### Assignment
Go through the entries and copy every one exactly.

### Data supplied
▽
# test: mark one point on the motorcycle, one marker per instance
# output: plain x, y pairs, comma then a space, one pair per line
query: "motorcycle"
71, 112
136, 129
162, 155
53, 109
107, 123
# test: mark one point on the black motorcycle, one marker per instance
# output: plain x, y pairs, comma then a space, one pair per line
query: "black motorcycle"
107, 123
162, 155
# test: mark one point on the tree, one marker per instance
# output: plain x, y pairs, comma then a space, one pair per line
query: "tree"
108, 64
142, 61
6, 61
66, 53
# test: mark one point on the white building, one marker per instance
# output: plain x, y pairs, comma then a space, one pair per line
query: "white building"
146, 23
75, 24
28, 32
△
### Answer to the exercise
# test: mark one point on the motorcycle, one marker per instance
# output: plain x, y pairs, comma then a space, one pair per line
query: "motorcycle"
71, 112
136, 129
162, 155
53, 109
107, 123
# test: mark one point on the black motorcycle, one marker per instance
# output: plain x, y pairs, comma then a space, one pair per line
query: "black motorcycle"
107, 123
162, 155
# test: mark one point on the tree, one marker per instance
# output: plain x, y pairs, comma then a space, one pair per line
query: "tree"
108, 64
142, 61
6, 61
66, 53
# test: mark one point on the white building, one marker per instance
# output: plain x, y pairs, comma then a space, one pair per line
query: "white building"
146, 23
75, 24
28, 32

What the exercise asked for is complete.